DOCUMENT TEXT:
(begin)
Warren announced his retirement in 1968 and was succeeded by Appellate Judge Warren E. Burger in 1969. The Warren Court's rulings have received both support and criticism from liberals and conservatives alike, and few of the Court's decisions have been overturned.
Early life, family, and education
Warren was born in Los Angeles, California, on March 19, 1891, to Matt Warren and his wife, Crystal. Matt, whose original family name was Vaare, was born in Stavanger, Norway, in 1864, and he and his family migrated to the United States in 1866. Crystal, whose maiden name was Hernlund, was born in Hälsingland, Sweden; she and her family migrated to the United States when she was an infant. After marrying in Minneapolis, Minnesota, Mathias and Crystal settled in Southern California in 1889, where Matthias found work with the Southern Pacific Railroad. Earl Warren was the second of two children, after his older sister, Ethel. Earl did not receive a middle name; his father later commented that "when you were born I was too poor to give you a middle name." In 1896, the family resettled in Bakersfield, California, where Warren grew up. Though not an exceptional student, Warren graduated from Kern County High School in 1908.Hoping to become a trial lawyer, Warren enrolled in the University of California, Berkeley, after graduating from high school. He majored in political science and became a member of the Sigma Phi fraternity. Like many other students at Berkeley, Warren was influenced by the progressive movement, and he was especially affected by Governor Hiram Johnson of California and Senator Robert M. La Follette of Wisconsin. While at Berkeley, Warren was little more than an average student who earned decent but undistinguished grades and after his third year, he entered the school's Department of Jurisprudence. He received a Bachelor of Laws degree in 1914. Like his classmates upon graduation, Warren was admitted to the California bar without examination. After graduation, he took a position with the Associated Oil Company in San Francisco. Warren disliked working at the company and was disgusted by the corruption he saw in San Francisco, so he took a position with the Oakland law firm of Robinson and Robinson.
(end)
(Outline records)
(begin)
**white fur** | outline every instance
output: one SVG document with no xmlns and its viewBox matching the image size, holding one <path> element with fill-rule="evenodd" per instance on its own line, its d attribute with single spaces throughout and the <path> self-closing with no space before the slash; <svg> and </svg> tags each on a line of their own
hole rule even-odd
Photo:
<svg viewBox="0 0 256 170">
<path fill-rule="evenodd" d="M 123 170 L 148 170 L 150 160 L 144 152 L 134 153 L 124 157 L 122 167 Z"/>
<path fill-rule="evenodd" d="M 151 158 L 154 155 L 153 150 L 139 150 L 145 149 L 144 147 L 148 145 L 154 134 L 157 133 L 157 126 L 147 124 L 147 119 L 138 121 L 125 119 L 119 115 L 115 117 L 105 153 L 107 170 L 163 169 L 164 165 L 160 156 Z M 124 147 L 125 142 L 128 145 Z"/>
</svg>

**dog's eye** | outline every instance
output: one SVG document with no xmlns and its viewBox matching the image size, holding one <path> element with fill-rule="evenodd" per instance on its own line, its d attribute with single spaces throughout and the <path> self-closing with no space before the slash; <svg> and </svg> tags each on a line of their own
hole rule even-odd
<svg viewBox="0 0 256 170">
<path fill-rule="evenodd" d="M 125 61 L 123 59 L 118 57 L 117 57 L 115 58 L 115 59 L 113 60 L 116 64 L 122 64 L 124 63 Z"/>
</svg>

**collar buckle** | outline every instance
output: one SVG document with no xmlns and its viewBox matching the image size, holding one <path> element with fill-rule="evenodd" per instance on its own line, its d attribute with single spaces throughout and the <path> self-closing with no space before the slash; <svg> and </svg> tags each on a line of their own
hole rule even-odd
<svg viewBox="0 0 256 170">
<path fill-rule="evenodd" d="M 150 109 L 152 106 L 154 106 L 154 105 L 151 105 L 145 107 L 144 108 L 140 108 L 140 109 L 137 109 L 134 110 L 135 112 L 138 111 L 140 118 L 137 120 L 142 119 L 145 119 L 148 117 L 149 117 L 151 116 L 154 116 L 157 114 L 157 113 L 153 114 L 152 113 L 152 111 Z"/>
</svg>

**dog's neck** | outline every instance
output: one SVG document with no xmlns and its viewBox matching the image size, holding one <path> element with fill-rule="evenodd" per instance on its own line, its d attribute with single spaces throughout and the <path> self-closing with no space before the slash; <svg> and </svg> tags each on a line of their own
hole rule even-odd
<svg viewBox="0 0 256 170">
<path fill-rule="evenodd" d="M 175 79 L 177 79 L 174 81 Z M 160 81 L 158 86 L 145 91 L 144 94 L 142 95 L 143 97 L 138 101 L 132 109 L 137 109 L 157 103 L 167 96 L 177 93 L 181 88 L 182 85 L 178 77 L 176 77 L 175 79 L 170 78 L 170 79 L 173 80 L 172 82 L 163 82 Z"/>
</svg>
(end)
EXERCISE AIM:
Please rewrite the part of the Earl Warren passage that opens with the words containing "Warren announced his" and closes with "have been overturned.", putting "resignation" in place of "retirement". The records have no connection to the Earl Warren passage.

ANSWER TO THE EXERCISE:
Warren announced his resignation in 1968 and was succeeded by Appellate Judge Warren E. Burger in 1969. The Warren Court's rulings have received both support and criticism from liberals and conservatives alike, and few of the Court's decisions have been overturned.